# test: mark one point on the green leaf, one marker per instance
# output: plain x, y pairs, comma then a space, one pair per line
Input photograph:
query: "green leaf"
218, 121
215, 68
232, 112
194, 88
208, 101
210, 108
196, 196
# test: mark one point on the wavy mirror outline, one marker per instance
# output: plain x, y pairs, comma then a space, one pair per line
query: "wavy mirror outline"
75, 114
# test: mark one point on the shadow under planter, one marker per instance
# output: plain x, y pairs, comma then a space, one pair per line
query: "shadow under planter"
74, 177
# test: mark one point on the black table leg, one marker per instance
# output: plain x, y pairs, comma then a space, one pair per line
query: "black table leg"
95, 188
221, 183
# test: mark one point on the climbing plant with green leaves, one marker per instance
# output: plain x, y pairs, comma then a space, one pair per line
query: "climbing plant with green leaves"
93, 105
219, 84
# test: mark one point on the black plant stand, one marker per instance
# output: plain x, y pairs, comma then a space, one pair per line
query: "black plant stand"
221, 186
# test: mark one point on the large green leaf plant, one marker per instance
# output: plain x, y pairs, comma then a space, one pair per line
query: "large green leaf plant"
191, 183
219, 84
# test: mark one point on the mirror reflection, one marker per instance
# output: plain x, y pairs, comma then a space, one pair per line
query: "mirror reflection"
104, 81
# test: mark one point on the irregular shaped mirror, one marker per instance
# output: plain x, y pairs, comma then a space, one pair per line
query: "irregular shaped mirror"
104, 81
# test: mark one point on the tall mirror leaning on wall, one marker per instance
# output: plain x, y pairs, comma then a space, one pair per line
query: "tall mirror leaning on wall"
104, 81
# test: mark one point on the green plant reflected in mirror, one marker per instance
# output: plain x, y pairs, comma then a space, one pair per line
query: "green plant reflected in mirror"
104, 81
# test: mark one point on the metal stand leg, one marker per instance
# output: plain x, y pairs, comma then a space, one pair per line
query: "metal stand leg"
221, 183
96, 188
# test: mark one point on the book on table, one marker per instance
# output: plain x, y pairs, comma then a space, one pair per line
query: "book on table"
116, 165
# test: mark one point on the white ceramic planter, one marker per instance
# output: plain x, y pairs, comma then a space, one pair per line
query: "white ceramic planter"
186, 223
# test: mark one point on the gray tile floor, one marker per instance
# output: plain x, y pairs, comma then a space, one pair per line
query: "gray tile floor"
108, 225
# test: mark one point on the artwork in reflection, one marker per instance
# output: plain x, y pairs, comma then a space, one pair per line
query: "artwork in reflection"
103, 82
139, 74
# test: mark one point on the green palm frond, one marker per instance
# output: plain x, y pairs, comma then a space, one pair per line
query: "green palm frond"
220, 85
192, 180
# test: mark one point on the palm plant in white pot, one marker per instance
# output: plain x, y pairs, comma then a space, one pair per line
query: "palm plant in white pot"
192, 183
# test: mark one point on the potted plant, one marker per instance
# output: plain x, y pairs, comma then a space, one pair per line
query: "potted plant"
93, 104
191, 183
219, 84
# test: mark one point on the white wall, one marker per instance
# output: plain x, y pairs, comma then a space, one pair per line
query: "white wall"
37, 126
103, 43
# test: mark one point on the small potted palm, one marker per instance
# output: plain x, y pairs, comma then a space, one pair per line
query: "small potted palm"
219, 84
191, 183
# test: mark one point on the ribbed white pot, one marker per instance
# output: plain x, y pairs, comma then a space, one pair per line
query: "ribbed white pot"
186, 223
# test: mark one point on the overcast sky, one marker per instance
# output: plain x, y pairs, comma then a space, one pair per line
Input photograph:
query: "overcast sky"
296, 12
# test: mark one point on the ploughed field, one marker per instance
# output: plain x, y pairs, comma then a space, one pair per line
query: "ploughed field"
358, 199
------------------------------
▸ Problem requirements
Recast every line of the items above as a Markdown table with the columns Row and Line, numbering each row and leaving out blank lines.

▸ Response to this task
| Row | Line |
|---|---|
| 1 | # test: mark one point on the green leaf, one marker per instance |
| 2 | # output: plain x, y pairs, comma then a space, one pair per line |
| 3 | Input photograph: |
| 4 | query: "green leaf" |
| 5 | 218, 121 |
| 6 | 215, 68 |
| 7 | 232, 112 |
| 8 | 194, 88 |
| 9 | 208, 101 |
| 10 | 210, 108 |
| 11 | 196, 196 |
| 12 | # test: mark one point on the wavy mirror outline, one marker per instance |
| 13 | # output: plain x, y pairs, comma then a space, one pair per line |
| 14 | query: "wavy mirror outline" |
| 15 | 75, 114 |
| 16 | # test: mark one point on the shadow under planter, one marker per instance |
| 17 | # output: plain x, y pairs, comma then a space, one pair per line |
| 18 | query: "shadow under planter" |
| 19 | 74, 177 |
| 20 | # test: mark one point on the black table leg, one marker per instance |
| 21 | # output: plain x, y pairs, comma then a space, one pair per line |
| 22 | query: "black table leg" |
| 23 | 95, 188 |
| 24 | 221, 183 |
| 25 | # test: mark one point on the climbing plant with green leaves, one marker per instance |
| 26 | # output: plain x, y pairs, comma then a space, one pair per line |
| 27 | query: "climbing plant with green leaves" |
| 28 | 93, 105 |
| 29 | 219, 84 |
| 30 | # test: mark one point on the black plant stand, one marker per instance |
| 31 | # output: plain x, y pairs, comma then a space, one pair per line |
| 32 | query: "black plant stand" |
| 33 | 221, 186 |
| 34 | # test: mark one point on the large green leaf plant, one marker per instance |
| 35 | # output: plain x, y pairs, comma then a space, one pair per line |
| 36 | query: "large green leaf plant" |
| 37 | 191, 183 |
| 38 | 219, 84 |
| 39 | # test: mark one point on the mirror reflection, one marker per instance |
| 40 | # output: plain x, y pairs, comma then a space, one pair per line |
| 41 | query: "mirror reflection" |
| 42 | 104, 81 |
| 43 | # test: mark one point on the irregular shaped mirror, one marker per instance |
| 44 | # output: plain x, y pairs, comma then a space, one pair per line |
| 45 | query: "irregular shaped mirror" |
| 46 | 104, 81 |
| 47 | # test: mark one point on the tall mirror leaning on wall, one marker per instance |
| 48 | # output: plain x, y pairs, comma then a space, one pair per line |
| 49 | query: "tall mirror leaning on wall" |
| 50 | 104, 81 |
| 51 | # test: mark one point on the green plant reflected in mirror, one marker per instance |
| 52 | # output: plain x, y pairs, comma then a space, one pair per line |
| 53 | query: "green plant reflected in mirror" |
| 54 | 104, 81 |
| 55 | # test: mark one point on the metal stand leg, one marker per instance |
| 56 | # output: plain x, y pairs, comma then a space, one pair per line |
| 57 | query: "metal stand leg" |
| 58 | 221, 183 |
| 59 | 96, 188 |
| 60 | # test: mark one point on the book on table, one marker per instance |
| 61 | # output: plain x, y pairs, comma then a space, one pair per line |
| 62 | query: "book on table" |
| 63 | 116, 165 |
| 64 | # test: mark one point on the white ceramic planter, one marker per instance |
| 65 | # output: plain x, y pairs, comma then a space, one pair per line |
| 66 | query: "white ceramic planter" |
| 67 | 186, 223 |
| 68 | # test: mark one point on the gray tile floor, one marker per instance |
| 69 | # output: plain x, y pairs, comma then a space, one pair per line |
| 70 | query: "gray tile floor" |
| 71 | 108, 225 |
| 72 | # test: mark one point on the artwork in reflection, one marker per instance |
| 73 | # output: plain x, y pairs, comma then a space, one pair per line |
| 74 | query: "artwork in reflection" |
| 75 | 103, 82 |
| 76 | 139, 74 |
| 77 | # test: mark one point on the green palm frond, one marker per instance |
| 78 | # output: plain x, y pairs, comma then a space, one pair per line |
| 79 | query: "green palm frond" |
| 80 | 220, 85 |
| 81 | 192, 180 |
| 82 | # test: mark one point on the palm plant in white pot, one marker per instance |
| 83 | # output: plain x, y pairs, comma then a space, one pair per line |
| 84 | query: "palm plant in white pot" |
| 85 | 192, 183 |
| 86 | # test: mark one point on the potted plant, one marker per instance |
| 87 | # output: plain x, y pairs, comma then a space, one pair per line |
| 88 | query: "potted plant" |
| 89 | 93, 104 |
| 90 | 191, 183 |
| 91 | 219, 84 |
| 92 | # test: mark one point on the white wall, one marker per instance |
| 93 | # output: plain x, y pairs, comma then a space, one pair per line |
| 94 | query: "white wall" |
| 95 | 37, 126 |
| 96 | 103, 43 |
| 97 | # test: mark one point on the small potted palm, one marker per instance |
| 98 | # output: plain x, y pairs, comma then a space, one pair per line |
| 99 | query: "small potted palm" |
| 100 | 219, 84 |
| 101 | 191, 183 |
| 102 | # test: mark one point on the ribbed white pot, one marker per instance |
| 103 | # output: plain x, y pairs, comma then a space, one pair per line |
| 104 | query: "ribbed white pot" |
| 105 | 186, 223 |
| 106 | # test: mark one point on the overcast sky, one marker per instance |
| 107 | # output: plain x, y pairs, comma then a space, one pair per line |
| 108 | Input photograph: |
| 109 | query: "overcast sky" |
| 110 | 296, 12 |
| 111 | # test: mark one point on the ploughed field, one marker per instance |
| 112 | # output: plain x, y pairs, comma then a space, one pair per line |
| 113 | query: "ploughed field" |
| 114 | 358, 199 |